--- What needs to be done ---
Rewrite the entries below, replacing every "marker" with "dot" and leaving everything else unchanged.

--- Supplied material ---
============================================================
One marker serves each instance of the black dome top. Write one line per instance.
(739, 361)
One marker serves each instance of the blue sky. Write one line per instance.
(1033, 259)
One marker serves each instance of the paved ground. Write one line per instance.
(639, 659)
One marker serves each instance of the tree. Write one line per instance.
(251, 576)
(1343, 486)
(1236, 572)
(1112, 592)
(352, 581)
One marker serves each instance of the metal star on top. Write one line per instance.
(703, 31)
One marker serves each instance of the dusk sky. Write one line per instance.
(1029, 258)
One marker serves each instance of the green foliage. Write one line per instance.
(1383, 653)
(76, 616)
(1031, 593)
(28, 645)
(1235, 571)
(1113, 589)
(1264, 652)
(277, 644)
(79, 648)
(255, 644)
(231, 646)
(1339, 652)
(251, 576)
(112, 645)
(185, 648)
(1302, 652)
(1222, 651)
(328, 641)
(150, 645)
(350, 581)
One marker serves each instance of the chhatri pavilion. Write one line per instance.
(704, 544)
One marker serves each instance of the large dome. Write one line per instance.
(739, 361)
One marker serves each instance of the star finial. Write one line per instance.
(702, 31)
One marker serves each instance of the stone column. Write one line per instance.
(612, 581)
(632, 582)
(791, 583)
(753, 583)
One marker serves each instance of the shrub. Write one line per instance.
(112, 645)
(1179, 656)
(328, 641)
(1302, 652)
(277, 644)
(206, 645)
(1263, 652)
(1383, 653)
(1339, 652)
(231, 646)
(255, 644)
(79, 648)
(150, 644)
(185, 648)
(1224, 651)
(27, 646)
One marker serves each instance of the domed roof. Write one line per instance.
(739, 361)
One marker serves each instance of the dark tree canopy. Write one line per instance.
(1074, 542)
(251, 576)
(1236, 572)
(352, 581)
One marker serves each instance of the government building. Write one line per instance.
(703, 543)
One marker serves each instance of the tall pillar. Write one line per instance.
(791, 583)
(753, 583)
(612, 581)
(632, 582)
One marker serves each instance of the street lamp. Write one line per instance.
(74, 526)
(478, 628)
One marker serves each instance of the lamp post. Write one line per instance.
============================================================
--- Response to the task ---
One dot serves each instance of the black dome top. Write one line per instance.
(739, 361)
One dot serves each instance of the blue sky. Write one line per instance.
(1033, 259)
One dot serves each instance of the paved ground. Write one line per instance.
(639, 659)
One dot serves each instance of the tree. Write one line per instance.
(251, 576)
(1343, 486)
(1236, 572)
(1112, 592)
(352, 581)
One dot serves each instance of the metal star on top. Write one line per instance.
(703, 31)
One dot serves each instance of the dusk sky. Write one line per instance.
(1029, 258)
One dot serves each instance of the green foliage. Write one line per instance.
(1383, 653)
(76, 616)
(1031, 593)
(28, 645)
(1235, 571)
(1113, 589)
(1264, 652)
(277, 644)
(79, 648)
(255, 644)
(231, 646)
(1339, 652)
(251, 576)
(112, 645)
(185, 648)
(1302, 652)
(1222, 651)
(328, 641)
(150, 645)
(350, 581)
One dot serves each instance of the chhatri pavilion. Write one line per instance.
(704, 544)
One dot serves each instance of the large dome. Write one line per instance.
(739, 361)
One dot serves each instance of the star finial. Write one line per instance.
(702, 31)
One dot serves each instance of the stone column. Write one line per instance.
(612, 581)
(632, 582)
(791, 583)
(753, 583)
One dot serves each instance of the shrub. Write one line per instance.
(112, 645)
(1179, 656)
(328, 641)
(1302, 652)
(277, 644)
(206, 645)
(1263, 652)
(1383, 653)
(1339, 652)
(231, 646)
(255, 644)
(79, 648)
(150, 644)
(185, 648)
(1224, 651)
(27, 646)
One dot serves each instance of the domed roof. Write one line per instance.
(739, 361)
One dot serves each instance of the dark tree canopy. Write one line per instance.
(1074, 542)
(251, 576)
(1236, 572)
(352, 581)
One dot serves each instance of the government building. Write one line per instance.
(703, 543)
One dot serves each instance of the tall pillar. Write one line per instance.
(791, 583)
(753, 583)
(612, 581)
(632, 582)
One dot serves each instance of the street lamp. Write one line per instance.
(74, 526)
(478, 628)
One dot serves each instance of the lamp post. Write one line per instance.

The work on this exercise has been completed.